• _Provided passage_
--

United States District Court, M.D. Tennessee, Nashville Division

February 26, 2018

ABDULLAH ABRIQ, on behalf of himself and all others similarly situated, Plaintiff,
v.
DARON HALL, in his official capacity as Sheriff of Davidson County, and the METROPOLITAN GOVERNMENT OF NASHVILLE/DAVIDSON COUNTY, Defendants.

          MEMORANDUM

          WILLIAM L. CAMPBELL UNITED STATES DISTRICT JUDGE

         Pending before the Court, among other things, is the Metropolitan Government's Motion to Dismiss Amended Complaint (Docket No. 61).[1] For the reasons stated herein, the Motion to Dismiss is GRANTED in part and DENIED in part.

         INTRODUCTION

         This purported class action is one of several such cases filed across the country in recent years challenging the constitutionality of local law enforcement's detaining immigrants subject to detainers from the U.S. Department of Homeland Security, Immigration and Customs Enforcement (“ICE”). Plaintiff Abdullah Abriq is a foreign national who immigrated to the United States under an F-1 student visa. Plaintiff resided in Davidson County and attended Tennessee State University. Plaintiff alleges that he has never been arrested for or convicted of a crime.

         Plaintiff alleges that, on April 6, 2017, ICE officials took custody of him, pending civil removal proceedings. Plaintiffs contends that, also on April 6, 2017, ICE officials transferred custody of him to the Metropolitan Government of Nashville and Davidson County (“Metro”) at the Davidson County Jail, where he was held until April 11, 2017. Plaintiff alleges that ICE had no warrant or probable cause to arrest him. Plaintiff also alleges that Metro had no warrant or probable cause to believe Plaintiff had committed a criminal offense[2] or to take custody of him, and that Metro had no lawful authority to hold him as an immigration detainee.

         Under the Immigration and Nationality Act (“INA”), 8 U.S.C. § 1101, et seq., ICE may enter into written agreements with state, local or private entities (“§ 287 agreements”) that authorize non-federal officials to perform a function of an immigration officer in relation to the “investigation, apprehension, or detention of aliens in the United States.” 8 U.S.C. § 1357(g)(1). Plaintiff avers that Metro entered into a § 287 agreement with ICE, under which Metro assumed physical custody of immigration detainees while ICE had legal custody. Metro does not dispute that its § 287 agreement with ICE began in 2007 and expired in 2012. Plaintiff asserts that the Metro Council did not authorize Sheriff Hall to renew the § 287(g) agreement with ICE or to enter into any further agreement with ICE, and that Sheriff Hall publicly announced, in October 2012, that Metro would not renew the § 287(g) agreement with ICE.

--

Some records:
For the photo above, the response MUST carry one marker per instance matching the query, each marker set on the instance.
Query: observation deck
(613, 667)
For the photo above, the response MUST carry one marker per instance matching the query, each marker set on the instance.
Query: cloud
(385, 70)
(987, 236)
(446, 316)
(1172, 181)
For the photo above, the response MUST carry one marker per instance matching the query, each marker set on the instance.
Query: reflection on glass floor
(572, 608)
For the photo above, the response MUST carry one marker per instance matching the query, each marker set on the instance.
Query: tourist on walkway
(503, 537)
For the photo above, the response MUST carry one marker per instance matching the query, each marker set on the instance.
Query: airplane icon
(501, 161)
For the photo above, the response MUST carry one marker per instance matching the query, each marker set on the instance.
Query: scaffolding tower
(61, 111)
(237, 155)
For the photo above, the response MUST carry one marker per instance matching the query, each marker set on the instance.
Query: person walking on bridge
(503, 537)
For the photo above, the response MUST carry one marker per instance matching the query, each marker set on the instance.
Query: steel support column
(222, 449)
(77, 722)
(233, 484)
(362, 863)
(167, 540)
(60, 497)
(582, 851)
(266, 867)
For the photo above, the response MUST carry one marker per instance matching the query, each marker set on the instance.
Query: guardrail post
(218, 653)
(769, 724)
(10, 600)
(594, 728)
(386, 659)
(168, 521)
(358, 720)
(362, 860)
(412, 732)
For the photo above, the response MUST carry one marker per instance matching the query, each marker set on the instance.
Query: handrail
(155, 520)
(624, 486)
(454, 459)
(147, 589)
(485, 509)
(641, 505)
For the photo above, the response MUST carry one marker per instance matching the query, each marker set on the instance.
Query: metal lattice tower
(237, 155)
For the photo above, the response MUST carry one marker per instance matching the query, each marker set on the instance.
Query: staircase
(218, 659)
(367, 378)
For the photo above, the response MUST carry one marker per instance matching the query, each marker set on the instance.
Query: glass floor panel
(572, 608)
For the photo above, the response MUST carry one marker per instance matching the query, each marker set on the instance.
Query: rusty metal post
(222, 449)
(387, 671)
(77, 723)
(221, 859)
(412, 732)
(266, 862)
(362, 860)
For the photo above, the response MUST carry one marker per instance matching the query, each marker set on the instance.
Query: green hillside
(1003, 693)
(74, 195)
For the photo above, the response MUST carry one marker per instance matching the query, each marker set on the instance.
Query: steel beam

--

• _Written tasks_
1. According to the court memorandum, in what years did Metro's § 287 agreement with ICE begin and expire?
2. Summarize the court memorandum in two sentences.
3. Carry on writing the court memorandum from its final sentence.

• _Solved problems_
1. It began in 2007 and expired in 2012.

2. The court grants in part and denies in part Metro's motion to dismiss the amended complaint in a purported class action by Abdullah Abriq, a foreign national on an F-1 student visa, who challenges local law enforcement's detention of immigrants subject to ICE detainers. Abriq alleges that ICE took custody of him on April 6, 2017, and transferred him to Metro at the Davidson County Jail, where he was held until April 11 without a warrant, probable cause, or lawful authority, and Metro does not dispute that its § 287 agreement with ICE expired in 2012.

3.
         Plaintiff contends that, despite the agreement's expiration and having no new § 287 agreement, Metro, through an ongoing custom, policy and practice and at the direction of Sheriff Hall, has continued to “seize” and hold administrative detainees for ICE, including Plaintiff, with no lawful authority to do so. Plaintiff asserts causes of action against Metro for:

Count I - - - violation of the Fourth Amendment to the U.S. Constitution
Count II - - - violation of the Fourteenth Amendment to the U.S. Constitution
Count III - - - false imprisonment under Tennessee law
Count IV - - - unjust enrichment under Tennessee law Count V - - - declaratory judgment for ultra vires actions

(Docket No. 26).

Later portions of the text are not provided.